---------- Data to use ----------
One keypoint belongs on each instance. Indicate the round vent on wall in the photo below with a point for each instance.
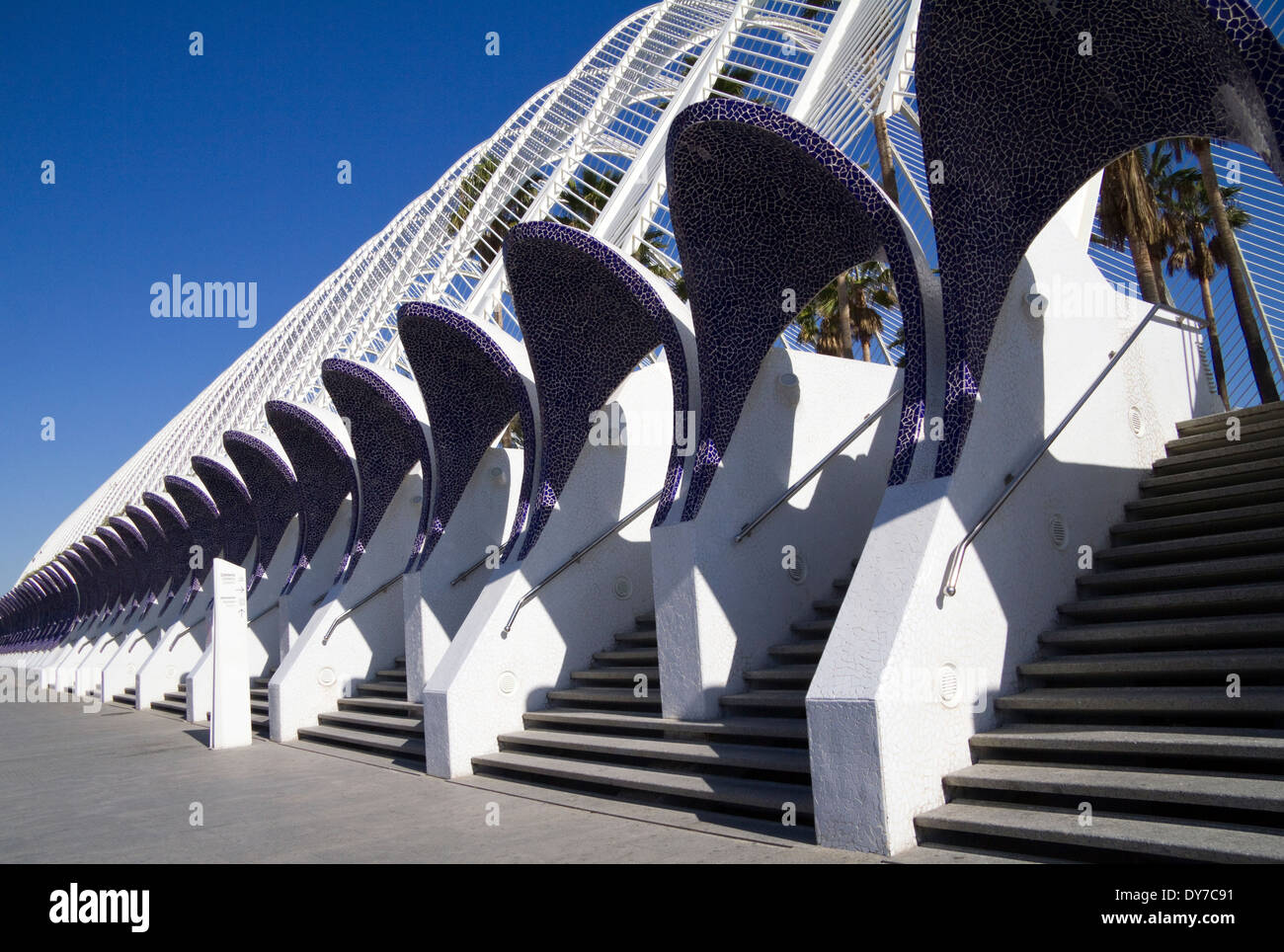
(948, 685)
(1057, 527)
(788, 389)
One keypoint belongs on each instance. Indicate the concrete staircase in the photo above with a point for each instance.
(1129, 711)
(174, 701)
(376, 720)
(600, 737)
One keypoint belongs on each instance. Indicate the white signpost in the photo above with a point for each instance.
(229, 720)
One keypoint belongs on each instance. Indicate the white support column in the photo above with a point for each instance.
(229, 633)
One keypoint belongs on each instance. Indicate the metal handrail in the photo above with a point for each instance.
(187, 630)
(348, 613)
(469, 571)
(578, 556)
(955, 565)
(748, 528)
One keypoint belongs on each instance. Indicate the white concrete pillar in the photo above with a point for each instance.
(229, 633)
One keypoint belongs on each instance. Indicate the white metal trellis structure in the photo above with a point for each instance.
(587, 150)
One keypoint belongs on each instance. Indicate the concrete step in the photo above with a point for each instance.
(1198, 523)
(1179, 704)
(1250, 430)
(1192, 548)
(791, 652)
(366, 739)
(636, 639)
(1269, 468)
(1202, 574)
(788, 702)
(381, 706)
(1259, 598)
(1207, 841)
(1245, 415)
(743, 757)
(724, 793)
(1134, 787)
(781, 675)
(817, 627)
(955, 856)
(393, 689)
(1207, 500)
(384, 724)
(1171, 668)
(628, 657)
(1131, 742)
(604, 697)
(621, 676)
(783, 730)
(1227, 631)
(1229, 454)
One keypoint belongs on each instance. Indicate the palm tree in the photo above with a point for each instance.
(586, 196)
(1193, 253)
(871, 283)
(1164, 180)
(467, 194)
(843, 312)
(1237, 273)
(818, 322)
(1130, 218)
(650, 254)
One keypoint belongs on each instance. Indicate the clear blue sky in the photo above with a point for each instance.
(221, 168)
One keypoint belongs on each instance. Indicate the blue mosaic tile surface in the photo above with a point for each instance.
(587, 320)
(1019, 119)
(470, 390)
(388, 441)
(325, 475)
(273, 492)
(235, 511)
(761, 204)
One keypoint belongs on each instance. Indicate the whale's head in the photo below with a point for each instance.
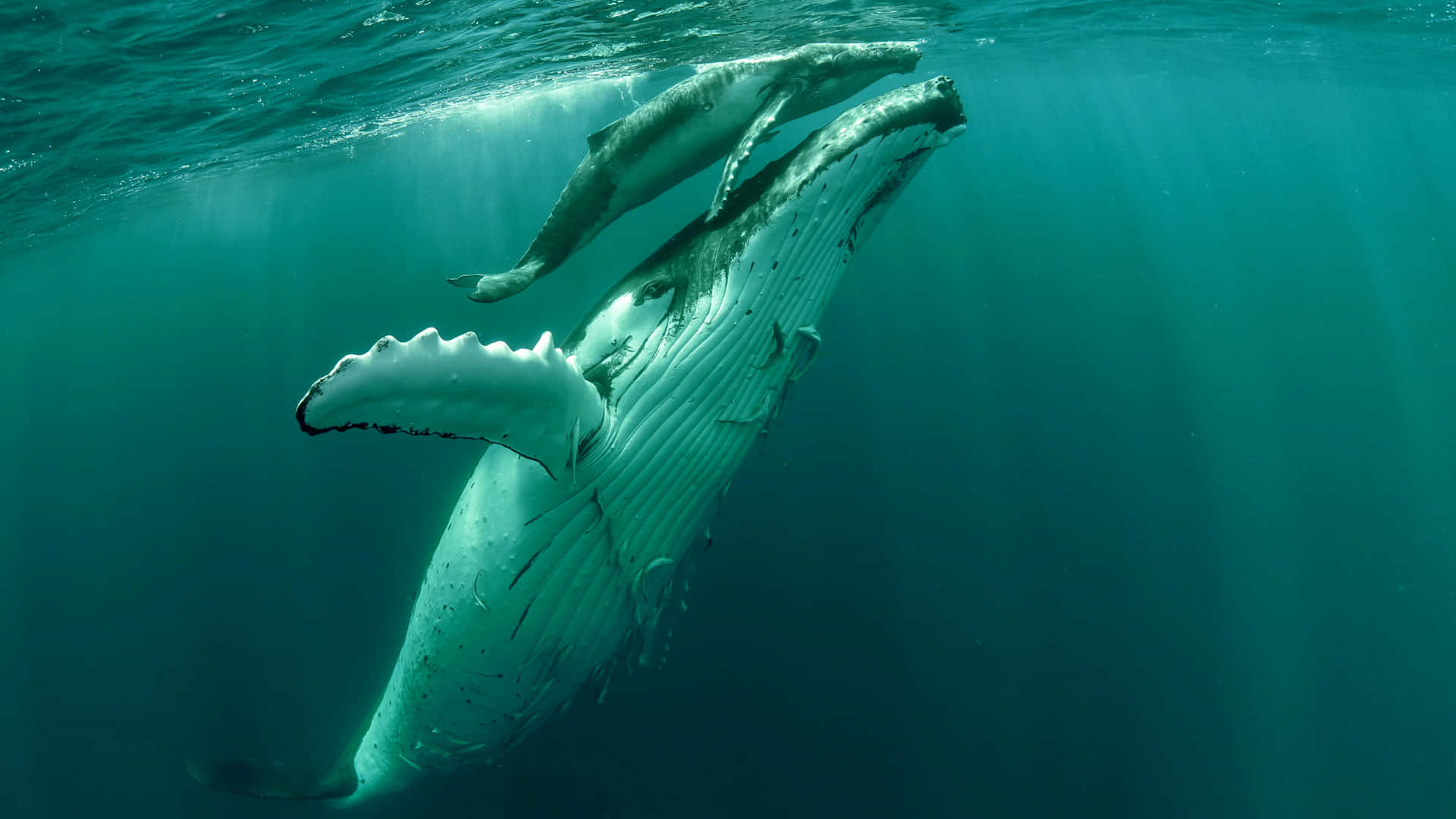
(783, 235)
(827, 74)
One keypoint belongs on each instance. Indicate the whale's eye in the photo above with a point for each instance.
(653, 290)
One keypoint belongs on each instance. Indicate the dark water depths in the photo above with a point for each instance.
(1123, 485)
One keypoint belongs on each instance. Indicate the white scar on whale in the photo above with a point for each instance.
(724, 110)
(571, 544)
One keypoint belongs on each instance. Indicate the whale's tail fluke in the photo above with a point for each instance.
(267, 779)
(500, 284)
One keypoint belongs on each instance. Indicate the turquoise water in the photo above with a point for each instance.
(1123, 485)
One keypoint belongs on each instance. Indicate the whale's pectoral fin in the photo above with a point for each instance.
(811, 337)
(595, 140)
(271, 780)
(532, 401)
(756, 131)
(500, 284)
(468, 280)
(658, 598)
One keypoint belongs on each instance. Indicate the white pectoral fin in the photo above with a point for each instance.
----------
---------- Data to use ----------
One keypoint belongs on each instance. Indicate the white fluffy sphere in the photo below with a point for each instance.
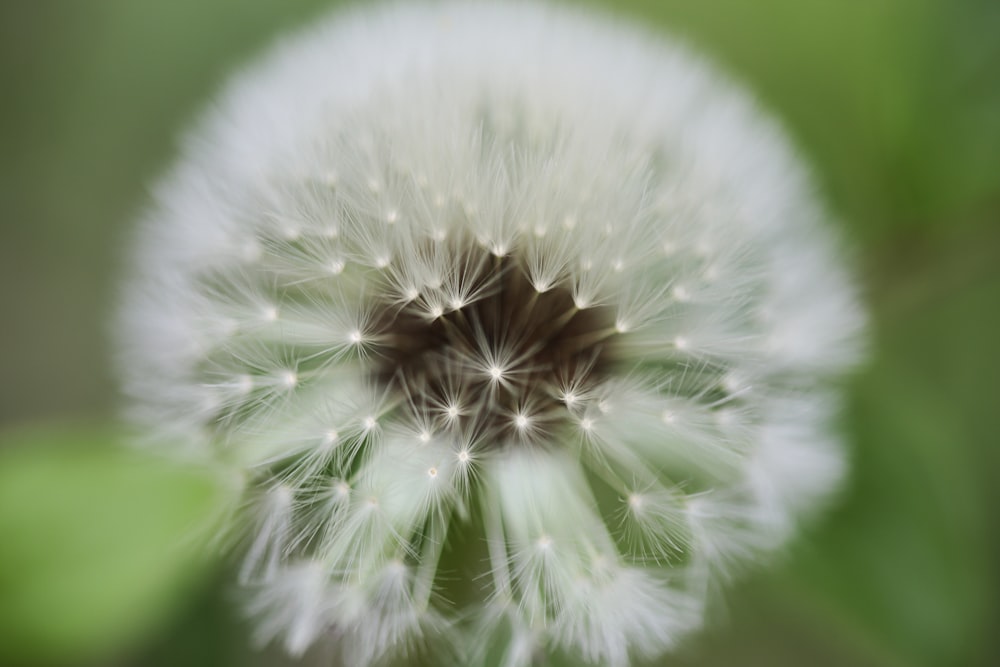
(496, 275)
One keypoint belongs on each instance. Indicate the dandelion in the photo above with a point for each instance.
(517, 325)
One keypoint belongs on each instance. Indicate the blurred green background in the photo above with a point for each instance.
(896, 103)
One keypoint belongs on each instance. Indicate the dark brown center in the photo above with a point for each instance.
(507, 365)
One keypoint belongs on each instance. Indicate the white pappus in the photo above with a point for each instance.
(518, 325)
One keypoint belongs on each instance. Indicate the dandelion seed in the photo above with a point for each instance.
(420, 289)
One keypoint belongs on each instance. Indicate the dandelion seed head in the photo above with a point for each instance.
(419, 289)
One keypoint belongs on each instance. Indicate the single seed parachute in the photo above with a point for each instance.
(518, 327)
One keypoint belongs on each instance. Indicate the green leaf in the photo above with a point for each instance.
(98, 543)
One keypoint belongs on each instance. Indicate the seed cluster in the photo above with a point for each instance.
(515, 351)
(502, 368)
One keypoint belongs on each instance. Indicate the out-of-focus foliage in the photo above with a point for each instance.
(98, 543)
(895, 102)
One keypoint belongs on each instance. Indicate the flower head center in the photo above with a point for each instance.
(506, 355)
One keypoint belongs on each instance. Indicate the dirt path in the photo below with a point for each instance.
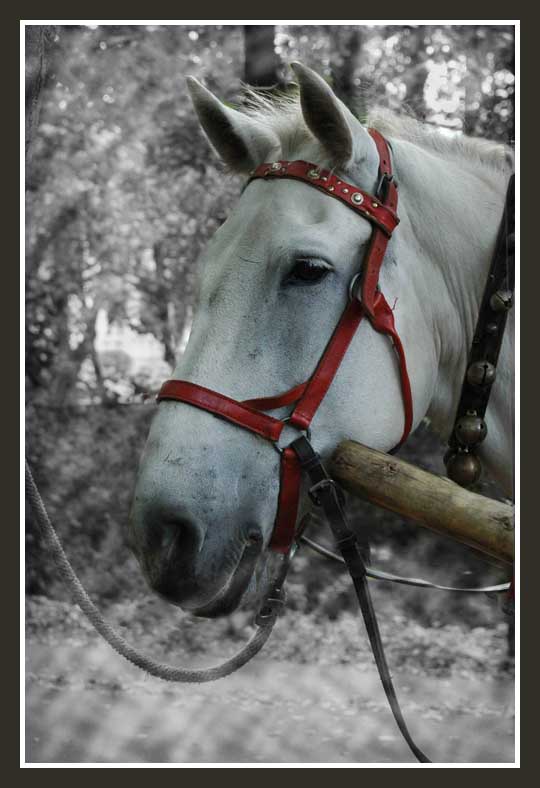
----------
Collect every line above that contains the word "dark" and copy each one in full.

One keypoint belongs on each instance. Indicate the dark water depths in the photo above with a point for each instance.
One keypoint belongs on each instance. Indicate the dark brown center in the photo above with a point for each instance.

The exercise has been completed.